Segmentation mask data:
- - - - - - -

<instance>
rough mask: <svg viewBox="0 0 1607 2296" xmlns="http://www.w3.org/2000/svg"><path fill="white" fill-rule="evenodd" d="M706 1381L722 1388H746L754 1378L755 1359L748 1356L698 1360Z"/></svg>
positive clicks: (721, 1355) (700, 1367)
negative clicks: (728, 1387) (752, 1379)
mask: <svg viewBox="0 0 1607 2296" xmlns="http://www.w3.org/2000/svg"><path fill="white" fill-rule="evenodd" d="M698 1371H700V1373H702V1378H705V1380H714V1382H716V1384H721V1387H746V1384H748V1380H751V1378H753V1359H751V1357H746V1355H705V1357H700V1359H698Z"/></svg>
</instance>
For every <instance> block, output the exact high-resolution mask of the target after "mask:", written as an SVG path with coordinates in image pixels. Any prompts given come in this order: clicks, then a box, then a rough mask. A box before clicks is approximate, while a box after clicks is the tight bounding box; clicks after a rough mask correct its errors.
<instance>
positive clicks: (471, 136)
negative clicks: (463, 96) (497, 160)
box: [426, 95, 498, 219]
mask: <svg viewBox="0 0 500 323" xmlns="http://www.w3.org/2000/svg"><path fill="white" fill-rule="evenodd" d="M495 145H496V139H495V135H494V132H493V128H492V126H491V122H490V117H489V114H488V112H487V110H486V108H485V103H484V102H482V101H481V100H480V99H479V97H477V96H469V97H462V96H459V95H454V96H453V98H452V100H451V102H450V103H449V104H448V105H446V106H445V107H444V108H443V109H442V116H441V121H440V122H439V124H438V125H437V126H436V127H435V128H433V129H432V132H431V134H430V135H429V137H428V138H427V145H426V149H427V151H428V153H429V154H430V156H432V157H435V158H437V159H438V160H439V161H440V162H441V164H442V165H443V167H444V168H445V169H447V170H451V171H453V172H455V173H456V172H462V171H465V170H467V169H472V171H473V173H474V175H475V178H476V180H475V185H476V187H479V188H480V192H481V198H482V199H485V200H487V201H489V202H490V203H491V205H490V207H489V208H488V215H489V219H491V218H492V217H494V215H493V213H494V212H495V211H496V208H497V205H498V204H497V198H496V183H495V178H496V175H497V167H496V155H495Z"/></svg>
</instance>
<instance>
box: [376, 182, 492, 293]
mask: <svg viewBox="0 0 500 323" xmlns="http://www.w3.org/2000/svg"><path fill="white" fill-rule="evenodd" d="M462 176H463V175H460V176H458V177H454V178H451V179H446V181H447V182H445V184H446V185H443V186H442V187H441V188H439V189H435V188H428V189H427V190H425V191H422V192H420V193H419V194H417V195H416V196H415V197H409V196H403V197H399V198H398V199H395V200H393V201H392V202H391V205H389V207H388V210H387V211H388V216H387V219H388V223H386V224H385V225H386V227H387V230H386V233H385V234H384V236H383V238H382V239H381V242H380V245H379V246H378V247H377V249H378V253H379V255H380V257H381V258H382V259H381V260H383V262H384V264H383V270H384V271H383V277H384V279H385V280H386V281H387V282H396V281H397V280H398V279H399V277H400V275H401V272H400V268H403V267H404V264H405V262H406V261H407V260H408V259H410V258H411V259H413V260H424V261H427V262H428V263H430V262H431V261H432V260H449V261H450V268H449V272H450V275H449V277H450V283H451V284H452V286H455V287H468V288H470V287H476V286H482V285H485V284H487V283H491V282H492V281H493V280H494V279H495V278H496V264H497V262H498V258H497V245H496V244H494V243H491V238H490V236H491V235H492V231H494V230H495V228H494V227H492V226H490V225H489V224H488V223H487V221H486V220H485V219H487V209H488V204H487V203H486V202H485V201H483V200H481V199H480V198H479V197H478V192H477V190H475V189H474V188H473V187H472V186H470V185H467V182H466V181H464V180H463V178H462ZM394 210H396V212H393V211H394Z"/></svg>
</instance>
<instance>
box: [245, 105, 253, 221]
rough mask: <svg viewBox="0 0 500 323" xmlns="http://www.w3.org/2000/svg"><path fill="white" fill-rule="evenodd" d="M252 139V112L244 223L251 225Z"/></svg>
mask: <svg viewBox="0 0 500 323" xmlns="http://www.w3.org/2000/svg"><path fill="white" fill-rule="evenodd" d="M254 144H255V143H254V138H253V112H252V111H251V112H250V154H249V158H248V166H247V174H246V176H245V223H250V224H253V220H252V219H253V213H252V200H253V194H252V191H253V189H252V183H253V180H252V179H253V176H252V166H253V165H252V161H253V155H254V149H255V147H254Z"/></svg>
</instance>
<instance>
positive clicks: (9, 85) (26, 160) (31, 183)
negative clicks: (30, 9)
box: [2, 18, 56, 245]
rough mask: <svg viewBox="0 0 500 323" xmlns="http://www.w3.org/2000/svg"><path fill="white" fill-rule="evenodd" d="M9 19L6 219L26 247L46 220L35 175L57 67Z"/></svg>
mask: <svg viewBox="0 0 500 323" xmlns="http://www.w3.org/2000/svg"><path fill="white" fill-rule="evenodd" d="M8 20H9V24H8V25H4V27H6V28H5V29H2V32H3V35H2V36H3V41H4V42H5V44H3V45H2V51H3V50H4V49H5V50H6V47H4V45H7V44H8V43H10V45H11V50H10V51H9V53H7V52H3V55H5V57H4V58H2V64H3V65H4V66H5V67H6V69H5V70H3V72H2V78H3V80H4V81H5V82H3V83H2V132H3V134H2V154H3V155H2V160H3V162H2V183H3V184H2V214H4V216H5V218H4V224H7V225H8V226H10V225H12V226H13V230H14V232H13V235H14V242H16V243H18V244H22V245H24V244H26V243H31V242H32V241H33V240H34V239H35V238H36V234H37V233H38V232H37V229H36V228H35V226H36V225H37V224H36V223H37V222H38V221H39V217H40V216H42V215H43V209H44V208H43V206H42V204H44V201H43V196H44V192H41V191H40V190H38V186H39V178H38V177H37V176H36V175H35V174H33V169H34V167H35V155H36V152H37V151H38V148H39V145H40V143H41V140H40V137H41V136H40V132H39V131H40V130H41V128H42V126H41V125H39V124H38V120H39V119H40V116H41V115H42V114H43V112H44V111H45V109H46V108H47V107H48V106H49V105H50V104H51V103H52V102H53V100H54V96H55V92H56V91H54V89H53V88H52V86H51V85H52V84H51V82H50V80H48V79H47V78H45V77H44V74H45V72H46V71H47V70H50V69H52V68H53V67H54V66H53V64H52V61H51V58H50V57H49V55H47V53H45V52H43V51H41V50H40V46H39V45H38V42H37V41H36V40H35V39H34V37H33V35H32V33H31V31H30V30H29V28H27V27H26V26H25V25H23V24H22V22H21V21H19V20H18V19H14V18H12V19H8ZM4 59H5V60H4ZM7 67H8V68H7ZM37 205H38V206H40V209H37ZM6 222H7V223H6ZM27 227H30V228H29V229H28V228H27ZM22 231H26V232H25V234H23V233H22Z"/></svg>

- - - - - - -

→ Task description: Reproduce every record word for word.

→ Exercise solution:
<instance>
rough mask: <svg viewBox="0 0 1607 2296" xmlns="http://www.w3.org/2000/svg"><path fill="white" fill-rule="evenodd" d="M706 1381L722 1388H746L754 1378L755 1359L748 1356L698 1360Z"/></svg>
positive clicks: (721, 1355) (700, 1367)
negative clicks: (728, 1387) (752, 1379)
mask: <svg viewBox="0 0 1607 2296" xmlns="http://www.w3.org/2000/svg"><path fill="white" fill-rule="evenodd" d="M698 1371H700V1373H702V1378H705V1380H714V1382H716V1384H721V1387H746V1384H748V1380H751V1378H753V1359H751V1357H746V1355H705V1357H700V1359H698Z"/></svg>
</instance>
For every <instance> block, output the exact high-resolution mask of the target after "mask:", written as an SVG path with coordinates in image pixels. Any prompts given come in this order: clicks, then a box, then a rough mask. A box before clicks is approximate, while a box after clicks is the tight bounding box; clicks after a rough mask correct its errors.
<instance>
positive clicks: (471, 136)
negative clicks: (463, 96) (497, 160)
box: [426, 95, 498, 219]
mask: <svg viewBox="0 0 500 323" xmlns="http://www.w3.org/2000/svg"><path fill="white" fill-rule="evenodd" d="M495 145H496V139H495V135H494V132H493V128H492V126H491V122H490V117H489V114H488V112H487V110H486V108H485V103H484V102H482V101H481V100H480V99H479V97H477V96H469V97H462V96H459V95H454V96H453V98H452V100H451V102H450V103H449V104H448V105H446V106H445V107H444V108H443V109H442V116H441V121H440V122H439V124H438V125H437V126H436V127H435V128H433V129H432V132H431V134H430V135H429V137H428V138H427V145H426V149H427V151H428V153H429V154H430V156H432V157H435V158H437V159H438V160H439V161H440V162H441V164H442V165H443V167H444V168H445V169H447V170H451V171H453V172H455V173H456V172H462V171H465V170H467V169H472V171H473V173H474V175H475V178H476V180H475V185H476V187H479V188H480V192H481V198H482V199H485V200H487V201H489V202H490V203H491V205H490V207H489V208H488V215H489V219H491V218H492V217H494V215H493V213H494V212H495V211H496V208H497V205H498V204H497V198H496V183H495V178H496V175H497V167H496V155H495Z"/></svg>
</instance>
<instance>
box: [376, 182, 492, 293]
mask: <svg viewBox="0 0 500 323" xmlns="http://www.w3.org/2000/svg"><path fill="white" fill-rule="evenodd" d="M462 176H463V175H460V176H458V177H454V178H451V179H446V181H447V182H445V184H446V185H443V186H442V187H441V188H439V189H435V188H428V189H427V190H425V191H422V192H420V193H419V194H417V195H416V196H415V197H409V196H403V197H399V198H398V199H395V200H393V201H392V202H391V205H389V207H388V210H387V211H388V216H387V219H388V223H386V224H385V225H386V227H387V230H386V233H385V234H384V236H383V238H382V239H381V242H380V245H379V246H378V247H377V249H378V253H379V255H380V257H381V258H382V259H381V260H383V262H384V264H383V270H384V271H383V277H384V279H385V280H386V281H387V282H396V281H397V280H398V279H399V277H400V275H401V272H400V268H403V267H404V264H405V262H406V261H407V260H408V259H410V258H411V259H413V260H424V261H427V262H428V263H430V262H431V261H432V260H449V261H450V268H449V272H450V275H449V277H450V283H451V284H452V286H455V287H468V288H470V287H476V286H482V285H485V284H487V283H491V282H492V281H493V280H494V279H495V278H496V264H497V262H498V258H497V245H496V244H494V243H491V238H490V236H491V235H492V231H494V230H495V228H494V227H492V226H490V225H489V224H488V223H487V221H486V220H485V219H487V209H488V204H487V203H486V202H485V201H483V200H481V199H480V198H479V197H478V192H477V190H475V189H474V188H473V187H472V186H470V185H467V182H466V181H464V180H463V178H462ZM394 210H396V212H393V211H394Z"/></svg>
</instance>
<instance>
box: [245, 105, 253, 221]
rough mask: <svg viewBox="0 0 500 323" xmlns="http://www.w3.org/2000/svg"><path fill="white" fill-rule="evenodd" d="M252 139V112L244 223L251 225Z"/></svg>
mask: <svg viewBox="0 0 500 323" xmlns="http://www.w3.org/2000/svg"><path fill="white" fill-rule="evenodd" d="M254 144H255V143H254V138H253V112H252V111H251V112H250V154H249V158H248V166H247V174H246V176H245V223H250V224H253V220H252V219H253V213H252V200H253V194H252V191H253V189H252V183H253V180H252V179H253V176H252V166H253V165H252V161H253V155H254V149H255V147H254Z"/></svg>
</instance>
<instance>
positive clicks: (9, 85) (26, 160) (31, 183)
negative clicks: (30, 9)
box: [2, 18, 56, 245]
rough mask: <svg viewBox="0 0 500 323" xmlns="http://www.w3.org/2000/svg"><path fill="white" fill-rule="evenodd" d="M9 19L6 219L26 247L46 220L35 175L57 67Z"/></svg>
mask: <svg viewBox="0 0 500 323" xmlns="http://www.w3.org/2000/svg"><path fill="white" fill-rule="evenodd" d="M8 20H9V24H8V25H4V27H6V28H5V29H2V32H3V35H2V36H3V41H4V42H5V44H3V45H2V51H3V50H4V49H5V50H6V47H4V45H7V44H8V43H10V45H11V50H10V51H9V53H7V52H3V55H5V57H4V58H2V64H3V65H4V66H5V67H6V69H5V70H3V72H2V78H3V80H4V81H5V82H3V83H2V132H3V134H2V154H3V155H2V160H3V162H2V183H3V184H2V214H4V216H5V218H4V224H7V225H8V226H10V225H12V226H13V230H14V232H13V235H14V242H16V243H18V244H22V245H24V244H26V243H31V242H32V241H33V240H34V239H35V238H36V234H37V233H38V232H37V229H36V228H35V226H36V225H37V224H36V223H37V222H38V221H39V217H40V216H42V215H43V209H44V208H43V206H42V204H44V201H43V196H44V192H41V191H40V190H38V186H39V178H38V177H37V176H36V175H35V174H33V169H34V167H35V155H36V152H37V151H38V148H39V145H40V143H41V140H40V137H41V136H40V132H39V131H40V130H41V128H42V126H41V125H39V124H38V120H39V119H40V116H41V115H42V114H43V112H44V111H45V109H46V108H47V107H48V106H49V105H50V104H51V103H52V102H53V100H54V96H55V92H56V91H54V89H53V88H52V86H51V85H52V84H51V82H50V80H48V79H47V78H45V77H44V74H45V72H46V71H47V70H50V69H52V68H53V67H54V66H53V64H52V61H51V58H50V57H49V55H47V53H45V52H43V51H41V50H40V46H39V45H38V42H37V41H36V40H35V39H34V37H33V35H32V33H31V31H30V30H29V28H27V27H26V26H25V25H23V24H22V22H21V21H19V20H18V19H14V18H12V19H8ZM4 59H5V60H4ZM7 67H8V68H7ZM37 205H38V206H40V209H37ZM6 222H7V223H6ZM27 227H30V228H29V229H28V228H27ZM22 231H26V232H25V234H23V233H22Z"/></svg>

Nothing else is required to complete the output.